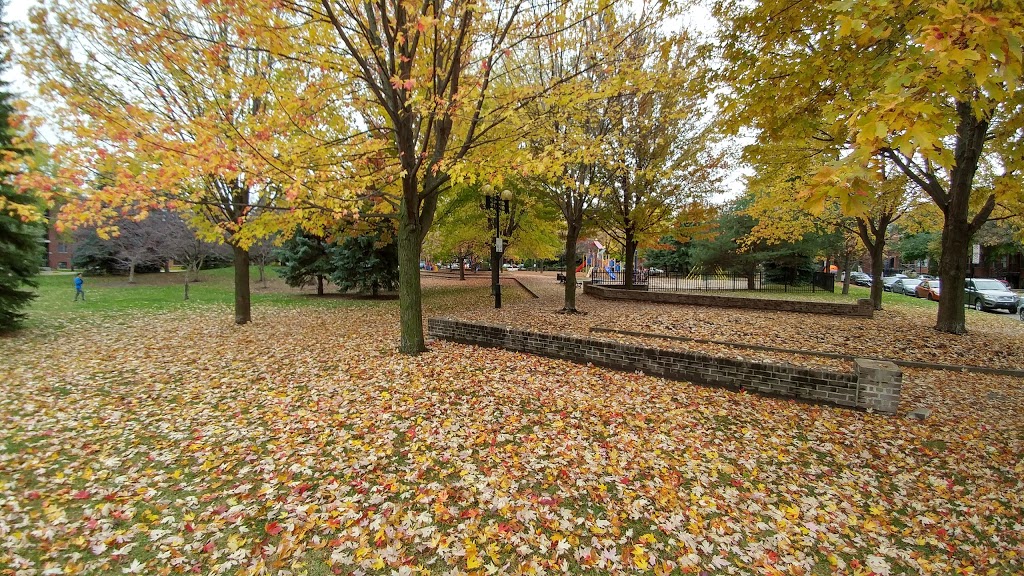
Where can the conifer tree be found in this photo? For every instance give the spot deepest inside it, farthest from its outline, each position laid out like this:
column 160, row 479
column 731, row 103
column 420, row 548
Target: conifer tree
column 19, row 237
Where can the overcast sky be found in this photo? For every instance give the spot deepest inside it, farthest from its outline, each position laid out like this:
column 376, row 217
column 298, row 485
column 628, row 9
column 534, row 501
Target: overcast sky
column 17, row 10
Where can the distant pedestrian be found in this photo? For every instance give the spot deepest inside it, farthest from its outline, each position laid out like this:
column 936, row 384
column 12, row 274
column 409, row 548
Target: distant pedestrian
column 78, row 287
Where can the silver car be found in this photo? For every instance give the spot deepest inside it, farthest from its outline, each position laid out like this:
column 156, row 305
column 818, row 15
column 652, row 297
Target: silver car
column 888, row 281
column 986, row 293
column 906, row 286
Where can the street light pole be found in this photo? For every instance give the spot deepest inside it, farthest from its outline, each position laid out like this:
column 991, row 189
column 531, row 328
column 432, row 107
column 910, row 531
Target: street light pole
column 498, row 201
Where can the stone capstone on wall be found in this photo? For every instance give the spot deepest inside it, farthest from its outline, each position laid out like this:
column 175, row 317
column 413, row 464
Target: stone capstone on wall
column 862, row 309
column 875, row 385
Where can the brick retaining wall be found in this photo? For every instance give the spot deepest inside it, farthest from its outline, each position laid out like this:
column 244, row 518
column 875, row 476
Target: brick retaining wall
column 875, row 384
column 862, row 309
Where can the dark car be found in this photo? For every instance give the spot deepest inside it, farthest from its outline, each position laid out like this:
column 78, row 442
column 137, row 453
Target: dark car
column 988, row 293
column 860, row 279
column 888, row 281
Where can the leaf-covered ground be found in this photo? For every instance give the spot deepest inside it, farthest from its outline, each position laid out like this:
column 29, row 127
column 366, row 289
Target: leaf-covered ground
column 302, row 443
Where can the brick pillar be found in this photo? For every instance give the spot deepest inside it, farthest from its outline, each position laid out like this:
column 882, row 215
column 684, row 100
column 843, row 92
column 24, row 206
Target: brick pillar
column 879, row 384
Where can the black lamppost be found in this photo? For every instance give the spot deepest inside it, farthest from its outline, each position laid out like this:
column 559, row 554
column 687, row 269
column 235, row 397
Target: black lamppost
column 494, row 200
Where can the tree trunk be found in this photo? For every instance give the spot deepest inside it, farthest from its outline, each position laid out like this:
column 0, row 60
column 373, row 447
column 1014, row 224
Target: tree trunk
column 846, row 273
column 571, row 236
column 410, row 292
column 957, row 227
column 630, row 247
column 952, row 268
column 496, row 276
column 243, row 298
column 877, row 252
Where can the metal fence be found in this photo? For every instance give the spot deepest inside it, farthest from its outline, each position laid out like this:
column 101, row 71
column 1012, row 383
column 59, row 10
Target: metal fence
column 774, row 281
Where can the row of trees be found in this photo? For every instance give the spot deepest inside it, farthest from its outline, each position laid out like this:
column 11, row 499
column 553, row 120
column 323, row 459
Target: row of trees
column 267, row 118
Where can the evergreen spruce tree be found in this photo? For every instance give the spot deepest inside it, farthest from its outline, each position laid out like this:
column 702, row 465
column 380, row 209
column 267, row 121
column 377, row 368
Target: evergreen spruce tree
column 368, row 262
column 20, row 246
column 304, row 260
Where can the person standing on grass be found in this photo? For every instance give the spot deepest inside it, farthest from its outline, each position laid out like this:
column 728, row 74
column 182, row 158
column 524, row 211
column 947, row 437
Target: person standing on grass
column 78, row 287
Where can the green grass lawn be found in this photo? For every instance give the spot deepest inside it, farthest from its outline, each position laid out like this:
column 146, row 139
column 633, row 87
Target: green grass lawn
column 153, row 293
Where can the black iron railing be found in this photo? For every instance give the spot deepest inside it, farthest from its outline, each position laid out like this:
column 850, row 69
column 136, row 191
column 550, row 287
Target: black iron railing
column 775, row 281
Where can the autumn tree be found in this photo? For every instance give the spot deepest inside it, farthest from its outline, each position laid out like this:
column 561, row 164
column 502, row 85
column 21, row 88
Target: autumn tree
column 930, row 88
column 427, row 81
column 784, row 169
column 176, row 106
column 659, row 148
column 569, row 128
column 144, row 242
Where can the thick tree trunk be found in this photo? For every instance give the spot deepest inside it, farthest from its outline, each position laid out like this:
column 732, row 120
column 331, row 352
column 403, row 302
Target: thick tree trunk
column 410, row 292
column 957, row 227
column 952, row 268
column 571, row 236
column 630, row 247
column 846, row 273
column 496, row 276
column 186, row 275
column 243, row 298
column 877, row 252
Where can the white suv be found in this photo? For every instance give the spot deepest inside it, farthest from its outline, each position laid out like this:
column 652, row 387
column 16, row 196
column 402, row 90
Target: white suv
column 986, row 293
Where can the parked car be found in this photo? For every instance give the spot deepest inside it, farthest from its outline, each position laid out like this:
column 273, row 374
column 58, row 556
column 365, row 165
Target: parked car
column 887, row 281
column 858, row 279
column 987, row 293
column 929, row 289
column 905, row 286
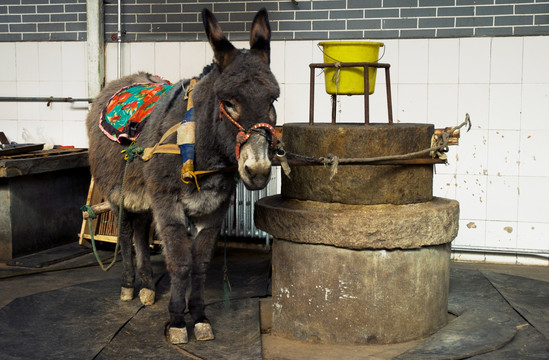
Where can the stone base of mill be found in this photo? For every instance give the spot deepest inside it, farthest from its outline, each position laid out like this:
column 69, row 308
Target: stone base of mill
column 382, row 289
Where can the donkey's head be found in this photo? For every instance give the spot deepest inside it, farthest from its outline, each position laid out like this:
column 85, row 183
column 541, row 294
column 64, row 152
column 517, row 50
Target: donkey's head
column 245, row 91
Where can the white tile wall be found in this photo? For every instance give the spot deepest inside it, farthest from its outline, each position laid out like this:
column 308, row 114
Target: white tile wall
column 499, row 172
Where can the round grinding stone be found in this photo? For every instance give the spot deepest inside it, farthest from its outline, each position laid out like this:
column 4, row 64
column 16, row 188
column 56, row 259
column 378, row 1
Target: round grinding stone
column 359, row 184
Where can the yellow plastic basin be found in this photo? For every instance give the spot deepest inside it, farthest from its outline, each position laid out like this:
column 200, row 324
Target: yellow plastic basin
column 351, row 79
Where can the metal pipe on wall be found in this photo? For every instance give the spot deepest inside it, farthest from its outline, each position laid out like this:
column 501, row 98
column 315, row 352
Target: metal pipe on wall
column 96, row 48
column 119, row 41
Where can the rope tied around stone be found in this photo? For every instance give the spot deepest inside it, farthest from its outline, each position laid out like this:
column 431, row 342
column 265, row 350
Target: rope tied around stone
column 439, row 145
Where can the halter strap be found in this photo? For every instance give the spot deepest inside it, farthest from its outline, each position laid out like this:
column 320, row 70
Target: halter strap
column 243, row 135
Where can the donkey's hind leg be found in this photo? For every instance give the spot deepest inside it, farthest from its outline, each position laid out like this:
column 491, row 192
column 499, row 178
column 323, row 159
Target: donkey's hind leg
column 141, row 224
column 125, row 240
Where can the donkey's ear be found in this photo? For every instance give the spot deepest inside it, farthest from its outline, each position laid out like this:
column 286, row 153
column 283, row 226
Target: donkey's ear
column 224, row 51
column 260, row 36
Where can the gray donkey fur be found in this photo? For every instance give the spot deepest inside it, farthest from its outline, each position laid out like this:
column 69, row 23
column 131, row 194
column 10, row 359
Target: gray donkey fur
column 242, row 81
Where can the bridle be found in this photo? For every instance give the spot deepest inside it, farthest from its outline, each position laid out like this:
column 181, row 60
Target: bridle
column 243, row 135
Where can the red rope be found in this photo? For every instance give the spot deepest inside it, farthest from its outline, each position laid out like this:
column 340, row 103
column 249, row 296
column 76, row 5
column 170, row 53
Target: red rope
column 242, row 136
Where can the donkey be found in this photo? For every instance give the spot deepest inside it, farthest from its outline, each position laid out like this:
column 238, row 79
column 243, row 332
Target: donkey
column 235, row 93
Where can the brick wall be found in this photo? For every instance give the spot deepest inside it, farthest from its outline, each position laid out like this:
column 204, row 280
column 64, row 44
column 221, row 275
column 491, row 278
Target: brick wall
column 179, row 20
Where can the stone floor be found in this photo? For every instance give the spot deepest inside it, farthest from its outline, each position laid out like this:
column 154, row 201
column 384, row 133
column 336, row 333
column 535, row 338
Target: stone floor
column 72, row 311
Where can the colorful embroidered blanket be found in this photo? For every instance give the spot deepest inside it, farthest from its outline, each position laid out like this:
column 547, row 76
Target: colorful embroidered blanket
column 126, row 112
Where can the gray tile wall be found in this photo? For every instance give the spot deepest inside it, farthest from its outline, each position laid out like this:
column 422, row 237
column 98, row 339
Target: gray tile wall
column 179, row 20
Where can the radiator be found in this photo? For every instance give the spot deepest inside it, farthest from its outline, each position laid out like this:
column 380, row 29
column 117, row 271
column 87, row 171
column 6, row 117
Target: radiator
column 239, row 221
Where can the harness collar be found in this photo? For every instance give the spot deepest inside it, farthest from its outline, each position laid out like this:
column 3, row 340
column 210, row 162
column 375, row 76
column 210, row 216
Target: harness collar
column 243, row 135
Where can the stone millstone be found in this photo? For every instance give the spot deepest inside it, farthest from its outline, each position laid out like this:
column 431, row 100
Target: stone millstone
column 359, row 184
column 359, row 227
column 340, row 296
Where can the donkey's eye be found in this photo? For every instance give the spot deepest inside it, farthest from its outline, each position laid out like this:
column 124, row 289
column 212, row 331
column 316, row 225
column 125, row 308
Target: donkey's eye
column 228, row 105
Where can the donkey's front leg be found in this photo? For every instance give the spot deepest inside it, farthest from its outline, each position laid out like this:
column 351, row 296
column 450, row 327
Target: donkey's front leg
column 203, row 246
column 141, row 224
column 178, row 255
column 125, row 241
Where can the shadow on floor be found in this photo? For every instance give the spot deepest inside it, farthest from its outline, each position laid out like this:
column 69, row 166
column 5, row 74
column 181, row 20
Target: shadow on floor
column 74, row 312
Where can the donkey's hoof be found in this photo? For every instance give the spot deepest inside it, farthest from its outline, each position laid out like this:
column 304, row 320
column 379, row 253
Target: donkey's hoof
column 203, row 331
column 146, row 296
column 126, row 294
column 178, row 335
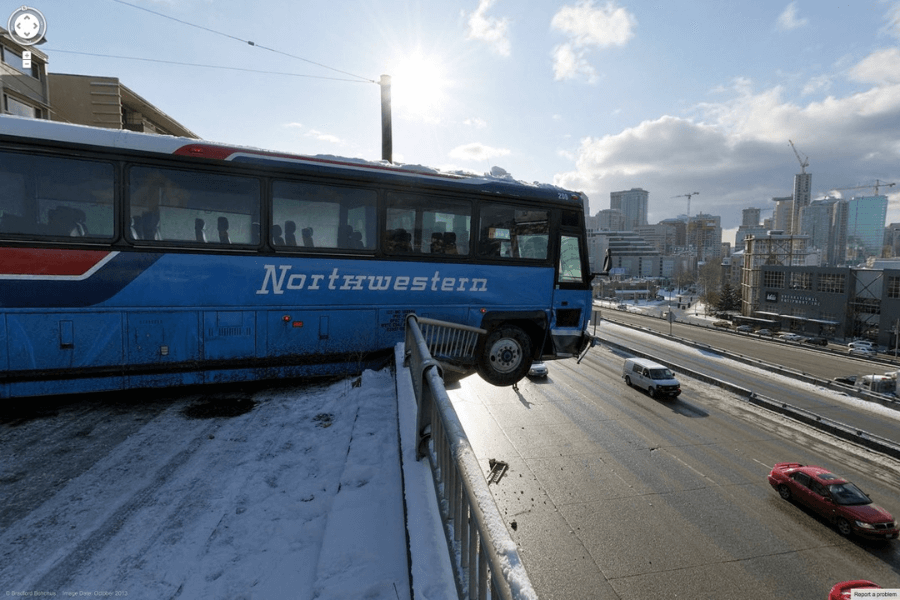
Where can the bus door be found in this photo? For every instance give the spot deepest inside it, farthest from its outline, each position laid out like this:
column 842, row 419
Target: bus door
column 571, row 311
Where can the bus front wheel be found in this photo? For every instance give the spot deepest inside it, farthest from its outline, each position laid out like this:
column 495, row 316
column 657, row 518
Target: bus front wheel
column 506, row 357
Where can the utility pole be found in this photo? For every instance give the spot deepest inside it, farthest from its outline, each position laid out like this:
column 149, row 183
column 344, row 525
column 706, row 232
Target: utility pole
column 387, row 140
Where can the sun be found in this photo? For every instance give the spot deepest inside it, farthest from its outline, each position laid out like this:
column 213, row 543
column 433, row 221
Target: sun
column 419, row 86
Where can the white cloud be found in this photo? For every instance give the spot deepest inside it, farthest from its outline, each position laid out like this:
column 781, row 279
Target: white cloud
column 788, row 19
column 569, row 63
column 588, row 27
column 880, row 67
column 609, row 25
column 817, row 84
column 477, row 151
column 736, row 152
column 492, row 30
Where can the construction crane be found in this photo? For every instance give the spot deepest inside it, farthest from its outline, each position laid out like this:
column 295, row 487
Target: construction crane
column 804, row 162
column 688, row 196
column 878, row 184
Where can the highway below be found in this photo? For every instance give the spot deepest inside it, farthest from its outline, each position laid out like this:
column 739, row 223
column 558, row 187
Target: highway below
column 813, row 361
column 612, row 494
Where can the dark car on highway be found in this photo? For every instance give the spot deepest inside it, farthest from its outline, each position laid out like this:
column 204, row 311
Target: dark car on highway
column 834, row 498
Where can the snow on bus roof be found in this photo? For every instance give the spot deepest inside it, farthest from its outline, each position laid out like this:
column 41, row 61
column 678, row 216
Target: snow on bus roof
column 167, row 144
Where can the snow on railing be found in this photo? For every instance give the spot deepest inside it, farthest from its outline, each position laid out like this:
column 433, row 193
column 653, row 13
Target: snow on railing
column 485, row 559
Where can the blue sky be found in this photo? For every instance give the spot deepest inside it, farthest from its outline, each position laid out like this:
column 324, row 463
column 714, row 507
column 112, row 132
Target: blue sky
column 672, row 97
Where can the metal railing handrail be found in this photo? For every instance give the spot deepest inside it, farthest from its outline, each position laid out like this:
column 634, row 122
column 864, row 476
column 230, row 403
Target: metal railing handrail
column 484, row 556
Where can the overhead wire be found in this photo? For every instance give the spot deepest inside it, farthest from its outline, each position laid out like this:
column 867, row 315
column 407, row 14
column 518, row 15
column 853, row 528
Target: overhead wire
column 187, row 64
column 248, row 42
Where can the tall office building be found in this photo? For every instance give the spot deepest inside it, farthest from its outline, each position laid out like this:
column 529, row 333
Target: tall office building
column 866, row 218
column 705, row 236
column 750, row 217
column 836, row 254
column 781, row 216
column 633, row 204
column 800, row 199
column 815, row 221
column 611, row 220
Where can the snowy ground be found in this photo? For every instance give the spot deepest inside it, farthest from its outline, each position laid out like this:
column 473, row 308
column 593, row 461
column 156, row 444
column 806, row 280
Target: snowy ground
column 300, row 497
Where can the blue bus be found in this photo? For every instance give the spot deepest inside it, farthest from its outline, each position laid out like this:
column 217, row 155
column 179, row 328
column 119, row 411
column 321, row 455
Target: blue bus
column 130, row 260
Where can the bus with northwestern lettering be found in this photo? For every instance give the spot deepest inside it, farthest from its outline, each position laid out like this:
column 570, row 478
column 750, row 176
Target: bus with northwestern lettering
column 130, row 260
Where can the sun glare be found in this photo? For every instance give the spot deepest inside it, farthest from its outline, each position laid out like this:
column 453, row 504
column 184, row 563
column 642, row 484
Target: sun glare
column 419, row 86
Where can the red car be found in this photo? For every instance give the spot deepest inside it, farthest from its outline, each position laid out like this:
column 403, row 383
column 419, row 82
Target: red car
column 834, row 498
column 842, row 591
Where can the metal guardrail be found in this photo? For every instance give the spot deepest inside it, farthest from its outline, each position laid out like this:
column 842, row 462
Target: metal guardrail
column 485, row 560
column 452, row 345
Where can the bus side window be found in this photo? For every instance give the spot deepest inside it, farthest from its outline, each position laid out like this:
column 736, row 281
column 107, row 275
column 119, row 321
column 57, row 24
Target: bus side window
column 340, row 217
column 55, row 197
column 432, row 225
column 192, row 206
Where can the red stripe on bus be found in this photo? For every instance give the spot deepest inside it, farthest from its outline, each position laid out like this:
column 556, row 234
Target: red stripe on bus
column 44, row 261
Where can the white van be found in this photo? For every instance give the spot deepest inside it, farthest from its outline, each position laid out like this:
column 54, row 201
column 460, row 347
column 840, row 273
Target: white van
column 651, row 376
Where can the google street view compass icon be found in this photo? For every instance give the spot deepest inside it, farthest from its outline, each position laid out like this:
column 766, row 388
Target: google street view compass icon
column 27, row 26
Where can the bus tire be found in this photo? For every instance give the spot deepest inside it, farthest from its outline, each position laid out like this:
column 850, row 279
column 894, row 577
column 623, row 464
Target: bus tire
column 506, row 357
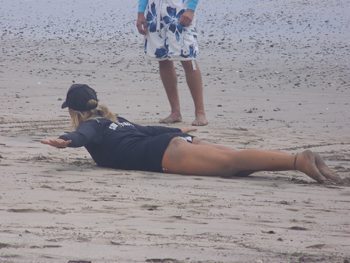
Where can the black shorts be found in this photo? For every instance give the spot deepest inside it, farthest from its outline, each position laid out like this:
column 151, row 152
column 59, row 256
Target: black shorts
column 147, row 154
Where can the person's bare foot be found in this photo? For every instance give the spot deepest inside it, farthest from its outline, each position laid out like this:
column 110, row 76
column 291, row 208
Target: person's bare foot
column 312, row 165
column 200, row 120
column 172, row 118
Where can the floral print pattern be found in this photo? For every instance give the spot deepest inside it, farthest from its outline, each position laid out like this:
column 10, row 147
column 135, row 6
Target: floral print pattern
column 167, row 38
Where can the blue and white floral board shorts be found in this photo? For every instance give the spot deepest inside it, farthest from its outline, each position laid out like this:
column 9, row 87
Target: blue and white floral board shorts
column 167, row 39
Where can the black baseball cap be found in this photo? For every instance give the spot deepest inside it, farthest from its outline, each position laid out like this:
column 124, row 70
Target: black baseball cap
column 80, row 97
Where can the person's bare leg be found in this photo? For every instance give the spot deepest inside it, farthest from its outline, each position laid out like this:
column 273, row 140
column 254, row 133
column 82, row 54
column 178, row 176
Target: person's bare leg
column 195, row 84
column 169, row 80
column 201, row 159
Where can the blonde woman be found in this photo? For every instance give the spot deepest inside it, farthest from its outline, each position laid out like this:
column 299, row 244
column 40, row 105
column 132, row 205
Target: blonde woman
column 118, row 143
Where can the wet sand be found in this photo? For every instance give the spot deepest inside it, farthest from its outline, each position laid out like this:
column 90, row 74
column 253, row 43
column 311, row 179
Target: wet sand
column 276, row 76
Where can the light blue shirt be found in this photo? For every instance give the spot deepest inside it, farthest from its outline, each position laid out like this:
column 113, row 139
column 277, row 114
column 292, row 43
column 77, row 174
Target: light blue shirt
column 191, row 4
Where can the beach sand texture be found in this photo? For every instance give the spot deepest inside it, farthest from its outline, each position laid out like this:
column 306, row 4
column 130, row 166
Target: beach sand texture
column 276, row 76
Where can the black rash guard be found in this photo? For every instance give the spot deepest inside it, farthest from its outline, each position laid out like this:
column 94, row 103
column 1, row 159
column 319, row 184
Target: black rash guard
column 122, row 144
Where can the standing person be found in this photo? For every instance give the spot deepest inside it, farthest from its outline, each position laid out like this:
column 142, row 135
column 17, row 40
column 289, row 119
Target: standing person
column 169, row 27
column 117, row 143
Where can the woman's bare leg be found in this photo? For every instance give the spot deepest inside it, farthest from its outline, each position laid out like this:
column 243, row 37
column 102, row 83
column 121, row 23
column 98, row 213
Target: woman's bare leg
column 169, row 80
column 200, row 159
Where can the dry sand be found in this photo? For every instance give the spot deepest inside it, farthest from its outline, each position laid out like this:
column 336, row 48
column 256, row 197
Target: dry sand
column 276, row 76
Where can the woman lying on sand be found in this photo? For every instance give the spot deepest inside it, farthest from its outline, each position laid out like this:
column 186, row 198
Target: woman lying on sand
----
§ WHAT YOU NEED TO DO
If a line in the data above holds the word "lying", count it; give only the total.

§ SOLVED EXERCISE
2